TEXT TO READ:

# # # #

By Patricia L. Hamilton
2006 Trout Outlook
The first few warm days in March have arrived, seemingly overnight, and this spring-like weather beckons young and old to venture outside. At first it is enough to simply inhale the fresh air and bask in the sunlight. And then, as spring progresses and one begins to spend more time outdoors, the telltale nature signs that herald the arrival of spring are detected. The snow-white blossoms of the shad bush that dot the countryside in mid-April, the sound of spring peepers calling as the cool, moist evening air descends upon a swamp, and carpets of flowering spring beauties and trout lilies are among my personal favorites.
It's a marvelous time to be outdoors and experience the sights, sounds, and odors of our natural world. For many outdoor enthusiasts, the opening day of the trout season in April marks the unofficial start of spring. From the mountains and hills of north Jersey, to the shores of Cape May, our state offers a remarkable assortment of seasonal and year round trout fishing opportunities. This year New Jersey's trout season opens on Saturday, April 8 at 8 a.m. Over half a million brook, brown, and rainbow trout (570,000) will be stocked during the spring in nearly 200 waterbodies statewide.
Most of the spring-stocked trout will average 10½ inches and weigh ½ pound. But as always 4,000 - 6,000 broodstock trout weighing 3 to 5 pounds each and ranging from 14 to 19 inches, will be mixed in with the standard production trout. In addition, each year nine different lakes and ponds are targeted to receive large numbers of broodstock trout. This mini-program, dubbed "Bonus Broodstock Ponds and Lakes", increases the odds that anglers fishing these waters will have a thrilling experience. Whether you are a seasoned trout angler, or new to the sport, starting this year you will be able to find places to fish for trout by referring to our newly prepared directory of access points to trout-stocked waters. (See the 2006 Bonus Trout Broodstock Ponds and Lakes page for details.)
Every spring most of our trout-stocked waters are closed to fishing during the three-week period prior to opening day. This is done to "level the playing field", thereby giving all anglers an equal opportunity to catch stocked trout on opening day, when trout are most abundant. A total of 181,000 trout will be stocked prior to opening day this year, with more going directly into 16 major streams than in the past, which is expected to appreciably boost angler success and increase satisfaction. Six ponds and lakes have been added to the stocking program to expand trout fishing opportunities to new areas and stocking has been discontinued on ten other lakes and streams. Following opening day, trout stocking continues over a seven-week period and anglers can determine when their favorite waters will be stocked either online or by calling the Trout Hotline at 609-633-6765.
Savvy anglers know that they do not have to abstain from trout fishing during the three weeks leading up to opening day. A handful of streams and lakes have special regulations and are open to trout fishing during this period. For example, stream sections that are regulated as Trout Conservation Areas are open to fishing (catch & release fishing) prior to opening day. To entice anglers to ply these waters, they are stocked on the first day of the three-week pre-season period.

# # # #

PARTS OF THE EXERCISE:
**a)** In the trout outlook text, when does New Jersey's trout season open this year?
**b)** Using the trout outlook text, mark each statement yes or no, and quote the words that decide it: (i) Most spring-stocked trout average 10½ inches and weigh ½ pound. (ii) Stocking has been discontinued on six lakes and streams. (iii) Stream sections regulated as Trout Conservation Areas may be fished before opening day.
**c)** Print the trout outlook text from "It's a marvelous" to "200 waterbodies statewide.".

# # # #

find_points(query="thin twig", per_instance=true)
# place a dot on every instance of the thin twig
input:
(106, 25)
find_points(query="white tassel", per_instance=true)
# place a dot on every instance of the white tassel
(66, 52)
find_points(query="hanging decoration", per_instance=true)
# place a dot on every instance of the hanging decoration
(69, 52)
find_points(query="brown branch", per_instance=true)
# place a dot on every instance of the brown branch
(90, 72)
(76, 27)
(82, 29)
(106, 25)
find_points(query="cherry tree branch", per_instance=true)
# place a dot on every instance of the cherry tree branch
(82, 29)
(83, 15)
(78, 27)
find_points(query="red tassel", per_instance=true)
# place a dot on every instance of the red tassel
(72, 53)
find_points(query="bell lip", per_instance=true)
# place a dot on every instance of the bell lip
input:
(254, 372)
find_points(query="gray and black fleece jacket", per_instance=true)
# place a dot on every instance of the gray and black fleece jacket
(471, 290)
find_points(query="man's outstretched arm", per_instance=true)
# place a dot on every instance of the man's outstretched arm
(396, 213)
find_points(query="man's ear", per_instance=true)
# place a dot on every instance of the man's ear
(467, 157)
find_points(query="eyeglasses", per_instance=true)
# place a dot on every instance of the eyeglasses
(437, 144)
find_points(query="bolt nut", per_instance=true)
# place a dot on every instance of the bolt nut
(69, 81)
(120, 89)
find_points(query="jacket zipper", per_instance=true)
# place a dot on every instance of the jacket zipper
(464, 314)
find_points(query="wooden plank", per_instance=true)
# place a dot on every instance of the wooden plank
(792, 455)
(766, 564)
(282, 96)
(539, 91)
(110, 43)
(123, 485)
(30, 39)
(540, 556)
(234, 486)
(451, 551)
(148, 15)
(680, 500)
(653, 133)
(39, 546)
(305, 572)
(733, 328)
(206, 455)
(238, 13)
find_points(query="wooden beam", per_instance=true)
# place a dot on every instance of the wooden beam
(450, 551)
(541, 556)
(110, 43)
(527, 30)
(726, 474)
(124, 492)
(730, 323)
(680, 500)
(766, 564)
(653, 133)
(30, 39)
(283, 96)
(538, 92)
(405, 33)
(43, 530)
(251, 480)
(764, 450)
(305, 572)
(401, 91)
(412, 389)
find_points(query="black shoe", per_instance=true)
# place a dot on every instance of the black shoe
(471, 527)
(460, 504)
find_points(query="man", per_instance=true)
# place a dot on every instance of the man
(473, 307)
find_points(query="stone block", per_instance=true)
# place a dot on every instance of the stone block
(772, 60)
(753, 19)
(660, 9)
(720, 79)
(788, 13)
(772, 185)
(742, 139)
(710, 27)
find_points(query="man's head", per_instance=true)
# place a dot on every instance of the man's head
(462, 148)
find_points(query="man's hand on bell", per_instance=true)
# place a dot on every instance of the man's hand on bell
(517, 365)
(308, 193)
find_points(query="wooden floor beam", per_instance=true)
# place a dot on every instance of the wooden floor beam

# # # #

ANSWERS:
**a)** Saturday, April 8 at 8 a.m.

**b)**
(i) Yes: "Most of the spring-stocked trout will average 10½ inches and weigh ½ pound."
(ii) No: "stocking has been discontinued on ten other lakes and streams"
(iii) Yes: "stream sections that are regulated as Trout Conservation Areas are open to fishing (catch & release fishing) prior to opening day"

**c)**
It's a marvelous time to be outdoors and experience the sights, sounds, and odors of our natural world. For many outdoor enthusiasts, the opening day of the trout season in April marks the unofficial start of spring. From the mountains and hills of north Jersey, to the shores of Cape May, our state offers a remarkable assortment of seasonal and year round trout fishing opportunities. This year New Jersey's trout season opens on Saturday, April 8 at 8 a.m. Over half a million brook, brown, and rainbow trout (570,000) will be stocked during the spring in nearly 200 waterbodies statewide.